■ To do: List every line of the records below that contains the word "stainless".

■ Excerpts from a pointing dataset:
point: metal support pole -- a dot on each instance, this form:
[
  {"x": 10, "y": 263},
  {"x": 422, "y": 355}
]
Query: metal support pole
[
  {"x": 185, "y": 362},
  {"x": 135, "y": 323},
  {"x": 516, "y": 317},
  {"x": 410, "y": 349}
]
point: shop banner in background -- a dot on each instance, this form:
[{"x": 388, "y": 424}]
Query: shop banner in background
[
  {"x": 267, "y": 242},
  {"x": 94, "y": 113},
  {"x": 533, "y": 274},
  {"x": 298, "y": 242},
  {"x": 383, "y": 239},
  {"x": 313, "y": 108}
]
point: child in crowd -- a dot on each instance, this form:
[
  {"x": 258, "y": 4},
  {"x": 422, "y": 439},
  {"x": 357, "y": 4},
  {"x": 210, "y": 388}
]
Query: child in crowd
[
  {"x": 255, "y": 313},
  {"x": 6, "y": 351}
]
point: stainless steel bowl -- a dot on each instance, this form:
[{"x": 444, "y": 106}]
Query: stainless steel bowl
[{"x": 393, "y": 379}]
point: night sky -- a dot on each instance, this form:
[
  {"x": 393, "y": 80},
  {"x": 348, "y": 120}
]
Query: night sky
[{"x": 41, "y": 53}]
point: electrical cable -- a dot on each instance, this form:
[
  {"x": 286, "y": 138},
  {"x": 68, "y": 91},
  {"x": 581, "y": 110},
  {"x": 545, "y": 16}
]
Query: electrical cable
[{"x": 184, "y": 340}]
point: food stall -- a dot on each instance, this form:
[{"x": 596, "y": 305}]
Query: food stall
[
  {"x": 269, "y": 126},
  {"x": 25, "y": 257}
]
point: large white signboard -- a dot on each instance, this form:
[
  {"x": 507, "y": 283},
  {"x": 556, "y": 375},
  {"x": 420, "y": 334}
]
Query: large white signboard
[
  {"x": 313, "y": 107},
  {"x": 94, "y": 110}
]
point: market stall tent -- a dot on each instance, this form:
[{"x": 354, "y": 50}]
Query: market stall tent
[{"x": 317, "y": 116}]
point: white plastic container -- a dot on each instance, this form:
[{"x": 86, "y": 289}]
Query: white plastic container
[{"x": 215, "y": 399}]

---

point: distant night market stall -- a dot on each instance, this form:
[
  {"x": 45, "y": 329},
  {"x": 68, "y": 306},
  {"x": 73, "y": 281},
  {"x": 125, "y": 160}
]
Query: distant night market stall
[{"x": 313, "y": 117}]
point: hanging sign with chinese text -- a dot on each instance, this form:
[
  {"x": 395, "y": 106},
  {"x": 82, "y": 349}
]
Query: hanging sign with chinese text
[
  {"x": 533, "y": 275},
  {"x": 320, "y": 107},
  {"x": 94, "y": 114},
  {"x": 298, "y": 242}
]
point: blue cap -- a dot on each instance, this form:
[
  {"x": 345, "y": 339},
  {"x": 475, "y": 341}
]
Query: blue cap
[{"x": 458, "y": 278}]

■ Solved exercise:
point: stainless steel bowl -- a dot on each instance, this form:
Query: stainless steel bowl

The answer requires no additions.